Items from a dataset
# # # # # # #

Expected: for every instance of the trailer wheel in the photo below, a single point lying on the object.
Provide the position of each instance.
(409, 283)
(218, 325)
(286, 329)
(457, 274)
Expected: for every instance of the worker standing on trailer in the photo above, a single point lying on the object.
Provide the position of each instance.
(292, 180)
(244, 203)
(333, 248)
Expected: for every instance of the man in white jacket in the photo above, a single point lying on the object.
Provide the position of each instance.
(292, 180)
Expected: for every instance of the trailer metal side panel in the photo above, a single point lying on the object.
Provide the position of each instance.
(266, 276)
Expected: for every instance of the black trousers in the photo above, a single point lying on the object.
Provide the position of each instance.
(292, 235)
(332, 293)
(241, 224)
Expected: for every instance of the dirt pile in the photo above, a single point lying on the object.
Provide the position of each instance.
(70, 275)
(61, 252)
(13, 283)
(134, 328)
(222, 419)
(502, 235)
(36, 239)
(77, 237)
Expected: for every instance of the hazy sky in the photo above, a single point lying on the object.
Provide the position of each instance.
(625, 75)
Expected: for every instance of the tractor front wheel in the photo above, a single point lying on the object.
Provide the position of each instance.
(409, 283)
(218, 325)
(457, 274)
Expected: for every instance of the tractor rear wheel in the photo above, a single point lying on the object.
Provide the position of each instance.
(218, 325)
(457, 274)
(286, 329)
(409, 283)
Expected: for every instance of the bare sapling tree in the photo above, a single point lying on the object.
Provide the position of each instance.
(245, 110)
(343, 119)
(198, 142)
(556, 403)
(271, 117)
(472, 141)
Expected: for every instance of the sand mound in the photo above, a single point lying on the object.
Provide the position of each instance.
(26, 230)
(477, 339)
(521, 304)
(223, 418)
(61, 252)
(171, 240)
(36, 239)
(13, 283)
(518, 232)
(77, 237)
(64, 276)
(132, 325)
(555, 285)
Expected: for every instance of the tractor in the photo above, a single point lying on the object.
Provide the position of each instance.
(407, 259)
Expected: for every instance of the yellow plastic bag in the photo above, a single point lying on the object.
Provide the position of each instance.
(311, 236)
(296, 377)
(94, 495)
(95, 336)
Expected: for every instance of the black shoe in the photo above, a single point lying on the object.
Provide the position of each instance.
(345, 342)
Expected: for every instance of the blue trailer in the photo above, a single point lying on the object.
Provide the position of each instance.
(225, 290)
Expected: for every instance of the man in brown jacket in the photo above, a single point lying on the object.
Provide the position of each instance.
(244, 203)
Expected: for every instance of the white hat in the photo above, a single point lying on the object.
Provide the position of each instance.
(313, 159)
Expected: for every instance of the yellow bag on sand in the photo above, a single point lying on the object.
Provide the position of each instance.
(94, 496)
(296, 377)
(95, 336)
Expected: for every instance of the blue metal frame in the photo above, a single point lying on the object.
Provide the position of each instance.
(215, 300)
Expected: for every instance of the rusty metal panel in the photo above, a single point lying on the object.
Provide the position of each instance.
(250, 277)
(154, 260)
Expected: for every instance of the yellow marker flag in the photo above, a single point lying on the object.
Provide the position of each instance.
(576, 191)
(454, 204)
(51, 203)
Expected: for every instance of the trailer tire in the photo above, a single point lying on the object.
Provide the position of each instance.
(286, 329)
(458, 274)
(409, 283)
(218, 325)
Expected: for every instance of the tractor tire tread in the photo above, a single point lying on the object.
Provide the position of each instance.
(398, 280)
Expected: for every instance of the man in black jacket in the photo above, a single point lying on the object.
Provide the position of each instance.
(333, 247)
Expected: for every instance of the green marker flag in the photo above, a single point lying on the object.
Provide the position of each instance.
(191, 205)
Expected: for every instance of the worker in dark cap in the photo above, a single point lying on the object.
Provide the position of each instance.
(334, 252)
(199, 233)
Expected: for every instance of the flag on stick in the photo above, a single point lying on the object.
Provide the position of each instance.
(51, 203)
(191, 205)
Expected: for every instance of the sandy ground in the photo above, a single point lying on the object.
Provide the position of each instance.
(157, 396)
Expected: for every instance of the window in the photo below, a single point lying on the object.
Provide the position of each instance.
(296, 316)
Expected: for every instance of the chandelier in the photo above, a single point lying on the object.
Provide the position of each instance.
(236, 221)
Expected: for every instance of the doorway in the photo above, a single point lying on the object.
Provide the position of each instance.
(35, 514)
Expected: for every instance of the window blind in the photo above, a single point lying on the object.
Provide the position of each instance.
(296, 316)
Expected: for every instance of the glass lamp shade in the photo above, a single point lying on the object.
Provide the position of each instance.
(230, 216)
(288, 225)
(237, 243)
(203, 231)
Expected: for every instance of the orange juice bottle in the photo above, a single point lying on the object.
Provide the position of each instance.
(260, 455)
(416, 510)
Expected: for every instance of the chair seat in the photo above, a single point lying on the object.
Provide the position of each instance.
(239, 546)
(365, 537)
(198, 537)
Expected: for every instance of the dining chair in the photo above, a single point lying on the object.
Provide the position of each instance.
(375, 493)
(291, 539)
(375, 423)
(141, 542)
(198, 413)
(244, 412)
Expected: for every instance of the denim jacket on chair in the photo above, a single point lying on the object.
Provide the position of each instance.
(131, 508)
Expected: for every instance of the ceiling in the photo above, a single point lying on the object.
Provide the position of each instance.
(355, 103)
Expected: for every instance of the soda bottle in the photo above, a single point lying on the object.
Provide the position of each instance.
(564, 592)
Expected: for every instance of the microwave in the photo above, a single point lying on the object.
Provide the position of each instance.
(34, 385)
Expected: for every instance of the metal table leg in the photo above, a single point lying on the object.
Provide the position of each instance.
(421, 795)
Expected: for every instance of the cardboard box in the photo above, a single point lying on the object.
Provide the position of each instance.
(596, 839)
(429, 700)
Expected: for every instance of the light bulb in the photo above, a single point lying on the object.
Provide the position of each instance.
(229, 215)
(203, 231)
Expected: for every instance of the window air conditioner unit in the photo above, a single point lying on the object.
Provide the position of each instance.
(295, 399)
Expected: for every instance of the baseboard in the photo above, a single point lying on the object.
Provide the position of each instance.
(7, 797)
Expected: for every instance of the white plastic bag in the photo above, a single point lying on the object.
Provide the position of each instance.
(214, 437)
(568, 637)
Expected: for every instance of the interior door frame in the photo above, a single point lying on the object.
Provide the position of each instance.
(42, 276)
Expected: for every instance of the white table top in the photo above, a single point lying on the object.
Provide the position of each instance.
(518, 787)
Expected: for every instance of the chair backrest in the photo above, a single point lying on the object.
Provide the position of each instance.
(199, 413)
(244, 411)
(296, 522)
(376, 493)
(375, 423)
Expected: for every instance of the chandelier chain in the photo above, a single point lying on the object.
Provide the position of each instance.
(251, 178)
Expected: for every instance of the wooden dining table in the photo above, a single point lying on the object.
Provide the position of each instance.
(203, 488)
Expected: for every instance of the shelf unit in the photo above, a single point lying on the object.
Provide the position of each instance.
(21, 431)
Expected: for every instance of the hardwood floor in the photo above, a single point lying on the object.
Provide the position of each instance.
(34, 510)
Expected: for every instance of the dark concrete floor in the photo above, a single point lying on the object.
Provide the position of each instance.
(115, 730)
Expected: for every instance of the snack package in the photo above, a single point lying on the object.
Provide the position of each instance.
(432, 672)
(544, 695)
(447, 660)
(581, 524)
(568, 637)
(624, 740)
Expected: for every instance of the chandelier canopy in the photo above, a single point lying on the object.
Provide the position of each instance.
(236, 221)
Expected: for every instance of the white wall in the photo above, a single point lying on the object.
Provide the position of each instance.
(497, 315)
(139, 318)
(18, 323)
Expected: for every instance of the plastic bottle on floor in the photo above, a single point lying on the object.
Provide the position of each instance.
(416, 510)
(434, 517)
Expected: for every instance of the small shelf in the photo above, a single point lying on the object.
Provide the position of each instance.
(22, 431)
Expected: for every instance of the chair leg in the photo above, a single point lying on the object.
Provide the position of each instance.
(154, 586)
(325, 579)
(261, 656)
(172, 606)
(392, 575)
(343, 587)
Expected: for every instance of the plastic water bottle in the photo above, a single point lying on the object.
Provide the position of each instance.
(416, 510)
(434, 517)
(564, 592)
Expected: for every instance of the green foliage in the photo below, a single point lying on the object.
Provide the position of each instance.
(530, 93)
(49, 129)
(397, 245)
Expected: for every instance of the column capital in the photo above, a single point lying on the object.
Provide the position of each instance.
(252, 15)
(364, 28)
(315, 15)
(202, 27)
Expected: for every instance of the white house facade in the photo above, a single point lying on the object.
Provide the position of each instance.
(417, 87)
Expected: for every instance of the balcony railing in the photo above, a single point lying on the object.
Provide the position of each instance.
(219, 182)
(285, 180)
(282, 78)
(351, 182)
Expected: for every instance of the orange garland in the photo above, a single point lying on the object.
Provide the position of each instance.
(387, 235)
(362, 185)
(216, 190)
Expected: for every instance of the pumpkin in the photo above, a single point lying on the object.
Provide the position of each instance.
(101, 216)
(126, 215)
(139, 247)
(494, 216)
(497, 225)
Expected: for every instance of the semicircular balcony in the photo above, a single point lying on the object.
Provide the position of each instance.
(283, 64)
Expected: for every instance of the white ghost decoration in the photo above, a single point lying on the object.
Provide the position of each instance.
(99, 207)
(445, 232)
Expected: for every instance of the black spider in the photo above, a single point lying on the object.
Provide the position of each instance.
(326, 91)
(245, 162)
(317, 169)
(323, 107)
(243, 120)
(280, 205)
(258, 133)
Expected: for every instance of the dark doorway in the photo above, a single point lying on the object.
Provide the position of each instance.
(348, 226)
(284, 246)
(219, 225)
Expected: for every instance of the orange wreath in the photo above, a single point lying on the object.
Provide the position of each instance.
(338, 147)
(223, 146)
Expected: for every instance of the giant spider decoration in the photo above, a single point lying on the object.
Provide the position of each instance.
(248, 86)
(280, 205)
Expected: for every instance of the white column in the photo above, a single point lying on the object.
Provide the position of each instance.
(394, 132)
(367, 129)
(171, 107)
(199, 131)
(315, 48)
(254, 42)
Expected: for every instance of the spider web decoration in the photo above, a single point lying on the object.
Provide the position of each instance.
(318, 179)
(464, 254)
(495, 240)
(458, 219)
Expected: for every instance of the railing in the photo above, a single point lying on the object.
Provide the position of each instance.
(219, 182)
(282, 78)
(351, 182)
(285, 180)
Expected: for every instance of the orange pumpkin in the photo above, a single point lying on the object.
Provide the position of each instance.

# # # # # # #

- Stated goal
Write the lines out verbatim, from the one with "Expected: for every instance of the black spider" through the last line of the entries, and stop there.

- Result of this task
Expected: for every instance of the black spider in the photo above, a single point lying on the object.
Provide the position of each instance.
(326, 91)
(245, 162)
(317, 169)
(323, 107)
(243, 120)
(280, 205)
(258, 133)
Expected: for every instance of the dark doorway in the photo above, a single point lying on the object.
Provide the position of each instance.
(348, 226)
(284, 246)
(219, 225)
Expected: for every instance of the orange wreath in the photo above, a single point lying on the object.
Provide the position of each instance.
(338, 147)
(223, 146)
Expected: for every instance of the giant spider decoration in the photo above, a single point lying on the object.
Provide the position of each instance.
(248, 86)
(280, 205)
Expected: for every instance of the white column in the photo above, a single point lying on the object.
Provide the position of each instance.
(394, 132)
(367, 129)
(171, 107)
(199, 131)
(315, 48)
(254, 42)
Expected: for every instance of the spider web decoration in the photo above, a single point lying on the object.
Provide the position of each instance.
(318, 179)
(464, 254)
(495, 240)
(458, 219)
Expected: for every instance of the railing in the photo above, a single point lying on the object.
Provide the position of each instance.
(219, 182)
(282, 78)
(351, 182)
(285, 180)
Expected: for every instance of the orange pumpkin in the photo above, a single point lying on the object.
Provide the position of each instance.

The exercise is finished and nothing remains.